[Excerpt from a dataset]

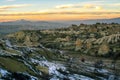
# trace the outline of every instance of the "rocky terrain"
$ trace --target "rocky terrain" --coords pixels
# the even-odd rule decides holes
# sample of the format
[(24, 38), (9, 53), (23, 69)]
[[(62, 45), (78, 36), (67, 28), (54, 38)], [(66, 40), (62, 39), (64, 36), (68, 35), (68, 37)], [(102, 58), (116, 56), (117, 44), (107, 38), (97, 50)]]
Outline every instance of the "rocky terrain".
[(22, 30), (0, 39), (3, 80), (120, 80), (120, 25)]

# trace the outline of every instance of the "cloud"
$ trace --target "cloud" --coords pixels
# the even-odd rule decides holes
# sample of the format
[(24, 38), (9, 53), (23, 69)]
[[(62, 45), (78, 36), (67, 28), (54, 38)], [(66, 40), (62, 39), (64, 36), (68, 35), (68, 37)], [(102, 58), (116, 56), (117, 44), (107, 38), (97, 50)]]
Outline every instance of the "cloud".
[(56, 6), (57, 9), (64, 9), (64, 8), (72, 8), (75, 7), (76, 5), (73, 4), (66, 4), (66, 5), (58, 5)]
[(93, 5), (93, 4), (66, 4), (66, 5), (58, 5), (55, 8), (57, 9), (84, 8), (84, 9), (96, 9), (96, 10), (103, 9), (102, 6)]
[(30, 4), (18, 4), (18, 5), (6, 5), (6, 6), (0, 6), (0, 11), (6, 11), (8, 9), (12, 8), (20, 8), (20, 7), (26, 7), (31, 6)]
[(15, 1), (15, 0), (6, 0), (6, 1), (10, 1), (11, 2), (11, 1)]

Problem requirements: Can you rewrite all of the data above with "even-odd rule" replaced by "nonzero winding rule" and everything else unchanged, leaving out the pictures?

Written response:
# trace the outline of every instance of the "rocky terrain"
$ trace --target "rocky terrain" --coords pixels
# the nonzero winding rule decides holes
# sample of the format
[(24, 38), (9, 53), (23, 69)]
[[(62, 45), (78, 36), (67, 28), (54, 38)], [(66, 40), (62, 39), (64, 36), (68, 35), (68, 37)], [(102, 58), (116, 56), (117, 44), (107, 38), (97, 50)]]
Outline every instance of the "rocky terrain".
[(22, 30), (0, 39), (3, 80), (120, 80), (120, 25)]

# trace the outline of every instance of the "cloud"
$ trace --target "cloud" --coords pixels
# the nonzero winding rule decides holes
# sample of the format
[(24, 38), (9, 53), (23, 69)]
[[(62, 45), (78, 36), (67, 28), (54, 38)], [(66, 40), (62, 39), (64, 36), (68, 35), (68, 37)], [(102, 58), (116, 56), (117, 44), (107, 38), (97, 50)]]
Outline every instance of the "cloud".
[(56, 6), (57, 9), (64, 9), (64, 8), (72, 8), (75, 7), (76, 5), (73, 4), (66, 4), (66, 5), (58, 5)]
[(93, 5), (93, 4), (66, 4), (66, 5), (58, 5), (55, 8), (57, 9), (84, 8), (84, 9), (96, 9), (96, 10), (103, 9), (102, 6)]
[(30, 4), (18, 4), (18, 5), (6, 5), (6, 6), (0, 6), (0, 11), (6, 11), (8, 9), (12, 8), (20, 8), (20, 7), (26, 7), (31, 6)]
[(15, 1), (15, 0), (6, 0), (6, 1), (10, 1), (11, 2), (11, 1)]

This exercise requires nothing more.